### [WHAT TO WORK ON]
Rewrite the material below as a numbered list, starting at the line that contains "Where can you see the gravel" and continuing through the end of the material, omitting any blank lines.

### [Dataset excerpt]
★ ★ ★ ★ ★ ★ ★

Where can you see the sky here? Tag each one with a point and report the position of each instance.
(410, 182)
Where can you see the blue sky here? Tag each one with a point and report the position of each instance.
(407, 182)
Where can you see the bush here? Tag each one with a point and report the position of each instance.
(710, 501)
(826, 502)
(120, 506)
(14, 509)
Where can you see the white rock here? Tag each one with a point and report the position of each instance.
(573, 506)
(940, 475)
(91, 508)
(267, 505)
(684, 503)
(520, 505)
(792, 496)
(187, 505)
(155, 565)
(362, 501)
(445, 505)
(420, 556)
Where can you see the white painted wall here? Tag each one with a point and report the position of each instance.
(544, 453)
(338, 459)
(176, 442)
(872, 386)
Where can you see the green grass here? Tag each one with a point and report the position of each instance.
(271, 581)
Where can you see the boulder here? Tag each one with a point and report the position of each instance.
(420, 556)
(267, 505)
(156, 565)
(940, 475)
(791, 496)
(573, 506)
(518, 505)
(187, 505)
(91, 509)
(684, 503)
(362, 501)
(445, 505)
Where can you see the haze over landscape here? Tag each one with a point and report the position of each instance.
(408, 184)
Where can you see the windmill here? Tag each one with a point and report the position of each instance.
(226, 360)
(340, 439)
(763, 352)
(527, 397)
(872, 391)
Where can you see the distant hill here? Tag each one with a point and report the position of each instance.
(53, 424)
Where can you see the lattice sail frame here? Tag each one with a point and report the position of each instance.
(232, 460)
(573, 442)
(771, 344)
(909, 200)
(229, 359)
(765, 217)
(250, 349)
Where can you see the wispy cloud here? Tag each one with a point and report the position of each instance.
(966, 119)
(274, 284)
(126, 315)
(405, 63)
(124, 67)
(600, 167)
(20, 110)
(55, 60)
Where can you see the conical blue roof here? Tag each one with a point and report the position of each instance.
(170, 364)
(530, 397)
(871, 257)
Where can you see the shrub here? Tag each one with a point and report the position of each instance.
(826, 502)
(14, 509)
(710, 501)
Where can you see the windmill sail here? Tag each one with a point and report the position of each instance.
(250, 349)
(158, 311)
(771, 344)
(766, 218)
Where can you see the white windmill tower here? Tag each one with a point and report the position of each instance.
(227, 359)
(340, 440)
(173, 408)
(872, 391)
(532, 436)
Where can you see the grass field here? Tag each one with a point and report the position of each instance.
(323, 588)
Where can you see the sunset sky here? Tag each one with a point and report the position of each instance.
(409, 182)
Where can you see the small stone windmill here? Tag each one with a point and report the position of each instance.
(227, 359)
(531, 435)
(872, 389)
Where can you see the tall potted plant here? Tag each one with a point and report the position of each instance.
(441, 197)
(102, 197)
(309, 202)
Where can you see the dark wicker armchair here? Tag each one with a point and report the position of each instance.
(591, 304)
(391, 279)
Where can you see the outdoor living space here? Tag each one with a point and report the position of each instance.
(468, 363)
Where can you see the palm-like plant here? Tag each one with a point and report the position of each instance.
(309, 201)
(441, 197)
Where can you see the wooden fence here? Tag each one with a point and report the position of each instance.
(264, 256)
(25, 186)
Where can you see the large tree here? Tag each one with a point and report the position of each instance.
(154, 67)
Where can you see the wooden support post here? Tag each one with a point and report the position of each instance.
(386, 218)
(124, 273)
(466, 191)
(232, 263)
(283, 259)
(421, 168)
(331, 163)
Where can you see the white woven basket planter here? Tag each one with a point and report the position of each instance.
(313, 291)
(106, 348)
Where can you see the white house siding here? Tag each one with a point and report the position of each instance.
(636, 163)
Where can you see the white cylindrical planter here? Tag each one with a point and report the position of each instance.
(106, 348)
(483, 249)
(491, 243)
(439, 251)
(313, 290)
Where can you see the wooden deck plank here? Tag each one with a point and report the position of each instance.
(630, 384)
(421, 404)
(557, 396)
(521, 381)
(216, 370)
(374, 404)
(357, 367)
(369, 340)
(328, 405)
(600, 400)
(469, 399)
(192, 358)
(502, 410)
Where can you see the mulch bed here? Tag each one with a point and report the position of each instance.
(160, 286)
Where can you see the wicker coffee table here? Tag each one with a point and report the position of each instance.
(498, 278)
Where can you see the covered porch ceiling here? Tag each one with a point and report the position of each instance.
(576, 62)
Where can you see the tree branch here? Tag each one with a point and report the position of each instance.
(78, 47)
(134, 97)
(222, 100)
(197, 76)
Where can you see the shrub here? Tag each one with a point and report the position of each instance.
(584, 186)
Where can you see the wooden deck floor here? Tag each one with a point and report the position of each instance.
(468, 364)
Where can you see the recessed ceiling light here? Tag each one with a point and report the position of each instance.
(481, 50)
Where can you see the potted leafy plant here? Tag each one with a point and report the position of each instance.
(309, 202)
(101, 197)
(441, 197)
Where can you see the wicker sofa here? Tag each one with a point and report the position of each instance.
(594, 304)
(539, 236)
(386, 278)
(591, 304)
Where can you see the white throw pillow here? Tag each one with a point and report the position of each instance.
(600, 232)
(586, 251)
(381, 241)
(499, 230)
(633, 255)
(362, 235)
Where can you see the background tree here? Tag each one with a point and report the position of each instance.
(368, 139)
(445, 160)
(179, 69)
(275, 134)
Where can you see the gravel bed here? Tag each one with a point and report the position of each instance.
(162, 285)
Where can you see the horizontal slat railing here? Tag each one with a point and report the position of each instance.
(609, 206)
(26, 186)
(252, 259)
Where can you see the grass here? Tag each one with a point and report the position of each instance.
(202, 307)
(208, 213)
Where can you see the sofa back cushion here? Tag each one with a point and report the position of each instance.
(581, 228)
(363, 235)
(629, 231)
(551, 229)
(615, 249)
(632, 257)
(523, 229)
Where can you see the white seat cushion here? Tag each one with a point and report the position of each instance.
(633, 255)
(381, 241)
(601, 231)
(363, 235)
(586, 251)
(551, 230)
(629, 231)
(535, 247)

★ ★ ★ ★ ★ ★ ★

### [TASK ANSWER]
1. Where can you see the gravel bed here? Tag each one with a point and report the position of each instance.
2. (162, 285)
3. Where can you see the horizontal slat railing here? Tag each one with a point and report the position of each instance.
4. (609, 206)
5. (26, 186)
6. (252, 259)
7. Where can you see the grass here? Tag each one with a point and report the position of each instance.
8. (202, 307)
9. (208, 213)
10. Where can you see the sofa back cushion here? Tag each one with a point and report the position of each instance.
11. (581, 228)
12. (363, 235)
13. (629, 231)
14. (551, 229)
15. (615, 249)
16. (632, 257)
17. (523, 229)
18. Where can you see the white seat cushion here? Tag each one with a point and report the position of each instance.
19. (633, 255)
20. (381, 241)
21. (601, 231)
22. (363, 235)
23. (586, 251)
24. (551, 230)
25. (629, 231)
26. (535, 247)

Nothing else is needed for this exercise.